Channel improvements at the Port of Corpus Christi are enabling larger vessels, increasing export capacity and improving efficiency for high-volume energy shipments.

Photo courtesy of Port Corpus Christi

“The deepening and widening of the Corpus Christi Ship Channel has materially changed how shippers assess the Port of Corpus Christi,” says Port of Corpus Chief External Affairs Officer Christi Omar Garcia. “Larger, fully loaded vessels can now move more efficiently and safely, reducing light-loading, transit delays and per-unit transportation costs. For companies moving high volumes, especially in energy and bulk commodities, this translates directly into competitive advantage and has made Port Corpus Christi one of the most attractive deepwater options along the Gulf Coast.”

Pipelines from the Permian Basin and Eagle Ford Shale feed into Corpus Christi and Harbor Island, where new crude terminals are planned. As volumes rise, the ability to fully load vessels becomes a key differentiator.

“Over the next three to five years, the winning port locations will be those that deliver scale without congestion, efficiency without disruption and growth without uncertainty,” said Garcia. “At Port Corpus Christi, site selectors and corporate decision-makers should focus on how channel improvements, scalable infrastructure, favorable weather, low congestion and coordinated execution continue to translate into throughput certainty and long‑term competitive advantage.”

Stated task 1:
Render the listing as a two-column CSV with the columns "prompt" and "response", starting at the line that contains "Objective — one point per instance of the dry" and ending at the line that contains "(469, 1149)". Each request gets one row, with its text and its answer each in a single quoted field and line breaks turned into spaces; leave out the pictures.
The listing has no connection to the port article.

Stored rows:

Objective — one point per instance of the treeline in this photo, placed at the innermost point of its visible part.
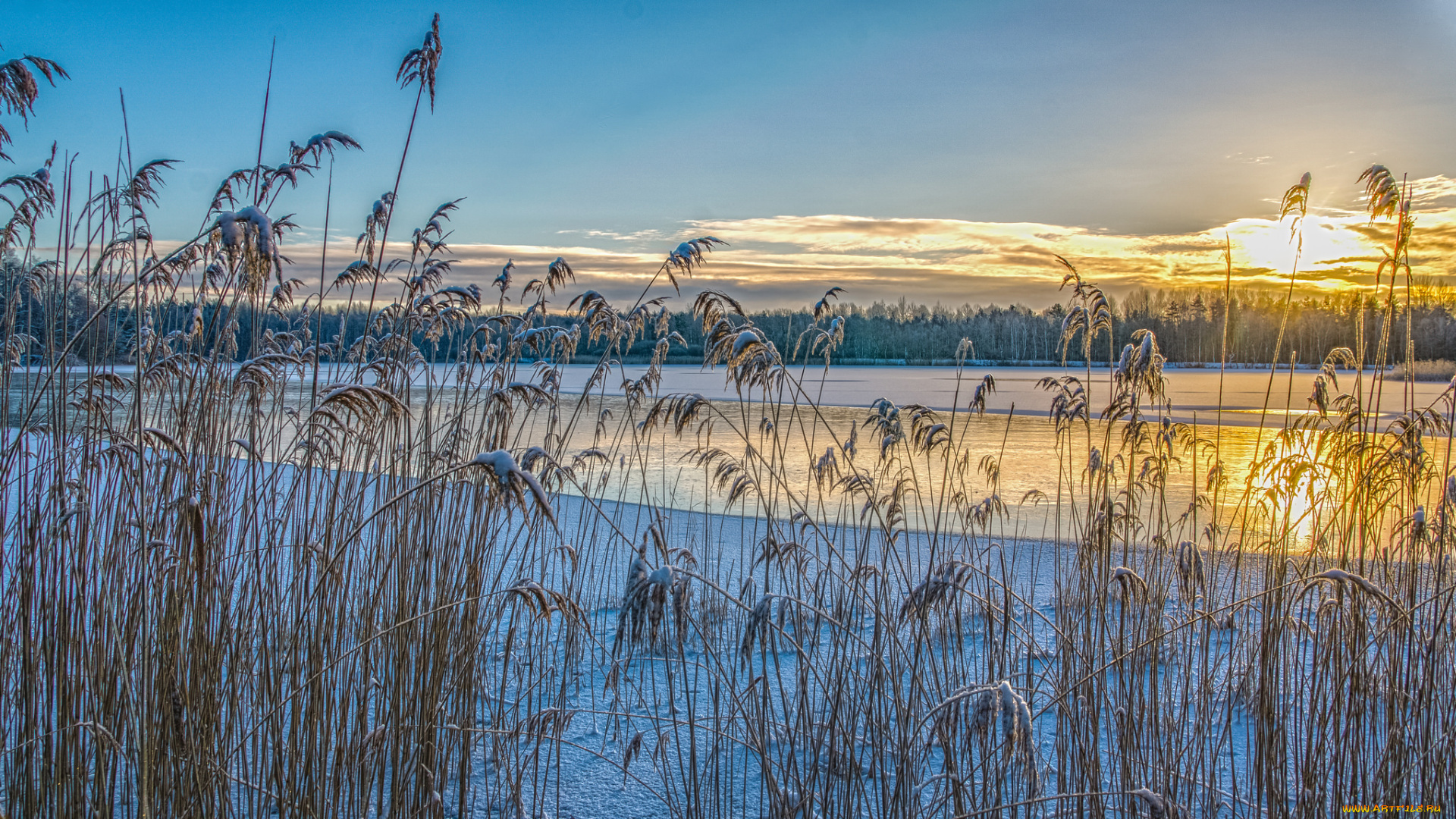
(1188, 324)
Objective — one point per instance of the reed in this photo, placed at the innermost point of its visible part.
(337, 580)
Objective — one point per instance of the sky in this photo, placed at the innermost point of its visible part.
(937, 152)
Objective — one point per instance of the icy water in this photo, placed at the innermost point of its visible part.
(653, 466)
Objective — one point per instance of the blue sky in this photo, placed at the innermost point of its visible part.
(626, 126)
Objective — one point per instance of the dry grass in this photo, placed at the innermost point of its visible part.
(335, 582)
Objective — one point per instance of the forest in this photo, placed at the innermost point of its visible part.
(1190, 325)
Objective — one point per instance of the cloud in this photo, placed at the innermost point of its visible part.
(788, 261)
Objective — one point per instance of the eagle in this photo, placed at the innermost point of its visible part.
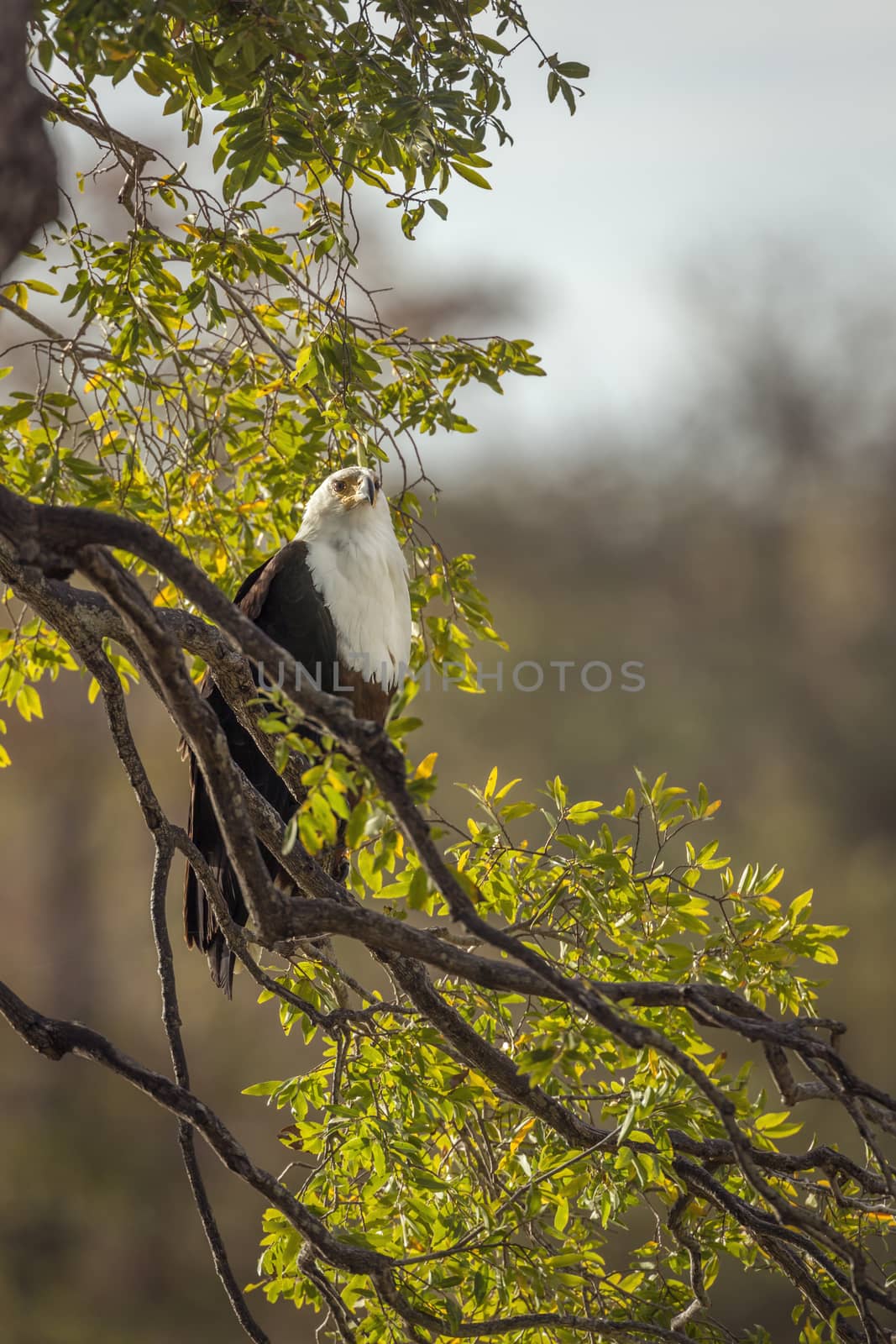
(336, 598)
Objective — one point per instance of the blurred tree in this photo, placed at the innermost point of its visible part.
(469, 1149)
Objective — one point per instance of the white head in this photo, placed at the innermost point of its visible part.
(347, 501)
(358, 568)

Stated task 2:
Repeat the passage from the port article starting at "Channel improvements at" and ending at "high-volume energy shipments.".

Exercise answer 1:
prompt,response
"Objective — one point per instance of the dry grass in this photo, placed at the innermost point of its visible part.","(335, 582)"
"Objective — one point per instance of the forest in this photo, placed at the innermost point of its visible part.","(1190, 325)"
"Objective — one point per instance of the cloud in this photo, placed at the innermost point of its visible part.","(788, 261)"
"Objective — one point per instance of the eagle in this photo, placed at the innermost point of its visible part.","(336, 598)"
"Objective — one point per instance of the blurred tree in this photo, placed at the innermost point of its visible part.","(469, 1149)"

Exercise answer 2:
Channel improvements at the Port of Corpus Christi are enabling larger vessels, increasing export capacity and improving efficiency for high-volume energy shipments.